“I think it’s really important that people keep signing up to these type of trials to push research forward.”
A trial comparing 2 training programmes to manage breathlessness in people with cancer affecting the lungs (SOB LC2)
This trial was to see if 3 sessions of a training course helped people cope with breathlessness better than a single session.
If you have cancer that started in your lungs or cancer that has spread to your lungs, it is possible you may have breathlessness, although not everyone does.
More about this trial
We know that having training in breathing techniques can help ease distress from breathlessness. And help people manage their condition better. At the moment, health professionals offer breathing training at the local hospital or hospice once a week for 3 weeks. But this can take a lot of energy and time for people who may already be feeling unwell as a result of their lung cancer. The researchers are also aware that some people would prefer to have this training at home.
They didn’t know if people would have had the same benefit by only having one training session, at home or in clinic, along with written information, video or a DVD about the training. They compared a group of people who had a full course of breathlessness training with a group who had one session only.

[WORK INSTRUCTION 1]
According to the breathlessness trial description, how often do health professionals currently offer breathing training?
[WORK INSTRUCTION 2]
Revise the passage of the breathlessness trial description that opens with "This trial was" and closes with "training at home.", putting "clinic" in place of "hospice".

[INFORMATION SUPPLIED]
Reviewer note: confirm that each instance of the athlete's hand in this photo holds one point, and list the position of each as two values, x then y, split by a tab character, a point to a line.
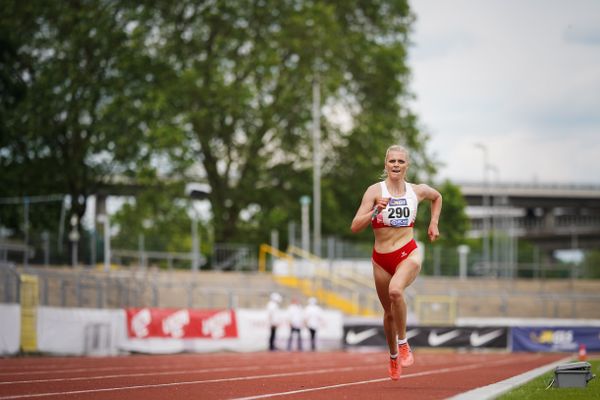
433	231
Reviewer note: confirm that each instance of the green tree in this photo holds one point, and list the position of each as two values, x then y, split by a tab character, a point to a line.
79	96
240	97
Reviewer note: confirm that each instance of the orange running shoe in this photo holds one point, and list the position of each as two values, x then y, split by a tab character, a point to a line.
395	369
406	357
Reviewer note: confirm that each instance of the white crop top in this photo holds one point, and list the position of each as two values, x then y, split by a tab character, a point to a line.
400	212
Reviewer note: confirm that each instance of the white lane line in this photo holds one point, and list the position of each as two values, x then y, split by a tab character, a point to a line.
415	375
496	389
54	369
166	373
139	374
184	383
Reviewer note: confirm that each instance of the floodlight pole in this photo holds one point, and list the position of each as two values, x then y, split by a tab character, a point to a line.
486	199
104	219
316	128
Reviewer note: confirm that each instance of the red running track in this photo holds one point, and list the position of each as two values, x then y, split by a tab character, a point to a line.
321	375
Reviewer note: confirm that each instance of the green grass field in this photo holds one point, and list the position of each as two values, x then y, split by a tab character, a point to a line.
536	389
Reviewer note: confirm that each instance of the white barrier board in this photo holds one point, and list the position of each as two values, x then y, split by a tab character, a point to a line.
10	328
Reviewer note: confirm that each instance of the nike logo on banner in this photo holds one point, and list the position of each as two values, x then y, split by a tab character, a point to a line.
478	340
435	340
412	333
355	338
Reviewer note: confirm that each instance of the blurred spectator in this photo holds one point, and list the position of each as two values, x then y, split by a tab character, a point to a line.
273	315
312	318
296	320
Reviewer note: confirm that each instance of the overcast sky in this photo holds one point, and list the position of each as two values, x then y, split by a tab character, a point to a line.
520	77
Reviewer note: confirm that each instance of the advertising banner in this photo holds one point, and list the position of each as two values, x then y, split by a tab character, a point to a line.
555	338
429	336
181	323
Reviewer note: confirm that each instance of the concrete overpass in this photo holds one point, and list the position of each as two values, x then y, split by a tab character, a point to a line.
553	216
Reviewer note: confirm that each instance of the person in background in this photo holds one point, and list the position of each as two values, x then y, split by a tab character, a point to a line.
390	207
296	320
273	316
312	319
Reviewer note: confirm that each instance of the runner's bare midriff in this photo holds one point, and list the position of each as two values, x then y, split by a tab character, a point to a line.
390	239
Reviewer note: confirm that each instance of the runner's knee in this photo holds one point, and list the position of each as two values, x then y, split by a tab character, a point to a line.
396	294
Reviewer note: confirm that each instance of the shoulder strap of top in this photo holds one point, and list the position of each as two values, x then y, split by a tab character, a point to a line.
410	190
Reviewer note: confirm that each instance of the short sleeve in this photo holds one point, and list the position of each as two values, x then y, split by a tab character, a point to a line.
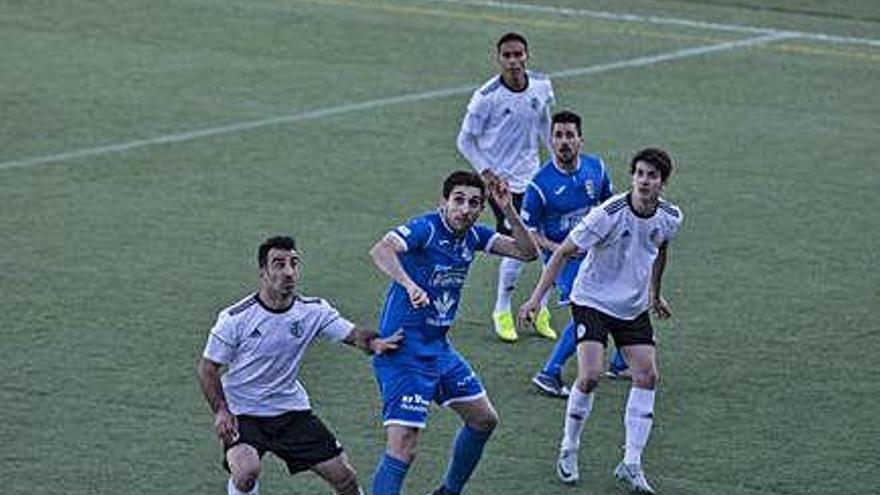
485	237
414	234
331	325
222	341
532	211
477	115
591	230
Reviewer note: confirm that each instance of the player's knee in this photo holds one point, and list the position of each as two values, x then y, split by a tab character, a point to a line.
485	422
588	382
646	378
345	482
402	444
245	480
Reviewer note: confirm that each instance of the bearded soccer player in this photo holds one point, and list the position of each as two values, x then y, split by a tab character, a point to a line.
259	405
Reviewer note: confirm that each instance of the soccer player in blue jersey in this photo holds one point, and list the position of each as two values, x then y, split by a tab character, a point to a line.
427	260
557	198
618	283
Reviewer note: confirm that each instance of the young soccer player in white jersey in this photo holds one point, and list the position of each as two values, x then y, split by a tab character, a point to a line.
259	404
626	239
507	120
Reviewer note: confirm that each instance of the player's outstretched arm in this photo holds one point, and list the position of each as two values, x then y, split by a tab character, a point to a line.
521	245
548	276
370	342
658	304
225	423
385	256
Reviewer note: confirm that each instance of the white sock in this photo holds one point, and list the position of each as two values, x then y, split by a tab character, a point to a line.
232	490
576	413
508	273
638	419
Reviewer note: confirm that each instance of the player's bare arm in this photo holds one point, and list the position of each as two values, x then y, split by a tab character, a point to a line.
225	423
370	342
385	256
658	303
521	245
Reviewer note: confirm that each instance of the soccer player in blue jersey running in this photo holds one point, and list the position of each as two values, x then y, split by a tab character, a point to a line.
427	260
557	198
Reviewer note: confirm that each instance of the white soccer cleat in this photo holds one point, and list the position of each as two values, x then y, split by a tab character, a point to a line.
632	476
566	467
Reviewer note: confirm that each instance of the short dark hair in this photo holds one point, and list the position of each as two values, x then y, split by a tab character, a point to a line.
511	36
463	178
566	117
284	242
656	157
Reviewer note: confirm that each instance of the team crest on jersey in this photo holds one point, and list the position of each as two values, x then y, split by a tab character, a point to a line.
296	329
443	304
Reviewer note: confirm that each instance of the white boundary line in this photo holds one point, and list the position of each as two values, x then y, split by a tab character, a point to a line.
650	19
382	102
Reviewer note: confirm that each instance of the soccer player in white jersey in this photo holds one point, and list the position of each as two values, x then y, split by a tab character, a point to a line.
507	120
259	404
626	239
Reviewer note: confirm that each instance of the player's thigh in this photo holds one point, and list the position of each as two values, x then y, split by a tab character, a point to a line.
338	473
477	413
303	441
642	360
406	393
243	461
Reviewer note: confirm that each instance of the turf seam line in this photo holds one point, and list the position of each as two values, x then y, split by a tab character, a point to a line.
382	102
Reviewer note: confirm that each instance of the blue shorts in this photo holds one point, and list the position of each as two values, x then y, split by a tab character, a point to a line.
408	384
565	278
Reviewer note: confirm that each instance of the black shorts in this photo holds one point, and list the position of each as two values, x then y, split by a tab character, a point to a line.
299	438
502	226
595	325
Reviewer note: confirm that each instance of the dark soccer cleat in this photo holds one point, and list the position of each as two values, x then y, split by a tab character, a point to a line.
550	385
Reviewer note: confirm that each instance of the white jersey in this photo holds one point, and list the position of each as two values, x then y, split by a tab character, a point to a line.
615	276
263	350
508	127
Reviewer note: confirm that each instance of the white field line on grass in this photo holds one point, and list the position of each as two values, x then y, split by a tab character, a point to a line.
658	20
382	102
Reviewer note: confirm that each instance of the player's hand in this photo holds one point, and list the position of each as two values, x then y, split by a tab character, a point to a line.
417	296
226	426
498	189
387	344
527	312
661	307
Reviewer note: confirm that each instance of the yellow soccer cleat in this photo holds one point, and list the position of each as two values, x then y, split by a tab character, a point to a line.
542	324
504	327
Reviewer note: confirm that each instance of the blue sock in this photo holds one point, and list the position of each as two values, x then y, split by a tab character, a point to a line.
563	350
617	362
467	448
389	475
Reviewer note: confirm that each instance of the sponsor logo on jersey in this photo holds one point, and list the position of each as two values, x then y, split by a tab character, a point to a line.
448	277
296	329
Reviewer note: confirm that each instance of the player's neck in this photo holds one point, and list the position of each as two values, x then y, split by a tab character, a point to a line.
515	84
643	206
275	301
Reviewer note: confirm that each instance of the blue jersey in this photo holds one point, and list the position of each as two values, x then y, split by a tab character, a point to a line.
438	261
556	201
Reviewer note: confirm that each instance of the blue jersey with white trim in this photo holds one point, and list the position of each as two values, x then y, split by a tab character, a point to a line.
438	261
556	200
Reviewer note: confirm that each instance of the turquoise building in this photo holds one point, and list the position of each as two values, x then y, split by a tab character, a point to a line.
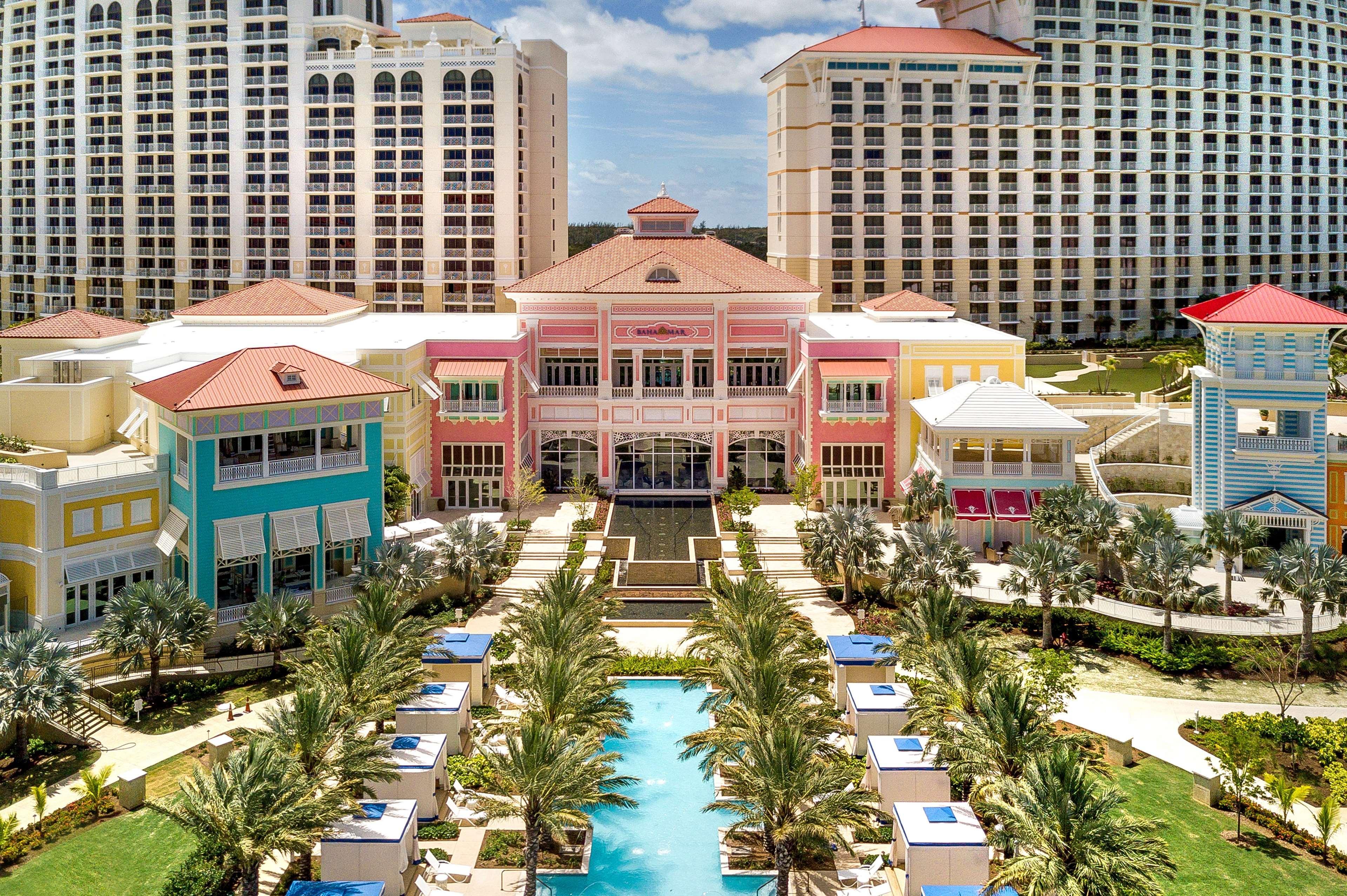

[FINAL ANSWER 1]
Once a week for 3 weeks.

[FINAL ANSWER 2]
This trial was to see if 3 sessions of a training course helped people cope with breathlessness better than a single session.
If you have cancer that started in your lungs or cancer that has spread to your lungs, it is possible you may have breathlessness, although not everyone does.
More about this trial
We know that having training in breathing techniques can help ease distress from breathlessness. And help people manage their condition better. At the moment, health professionals offer breathing training at the local hospital or clinic once a week for 3 weeks. But this can take a lot of energy and time for people who may already be feeling unwell as a result of their lung cancer. The researchers are also aware that some people would prefer to have this training at home.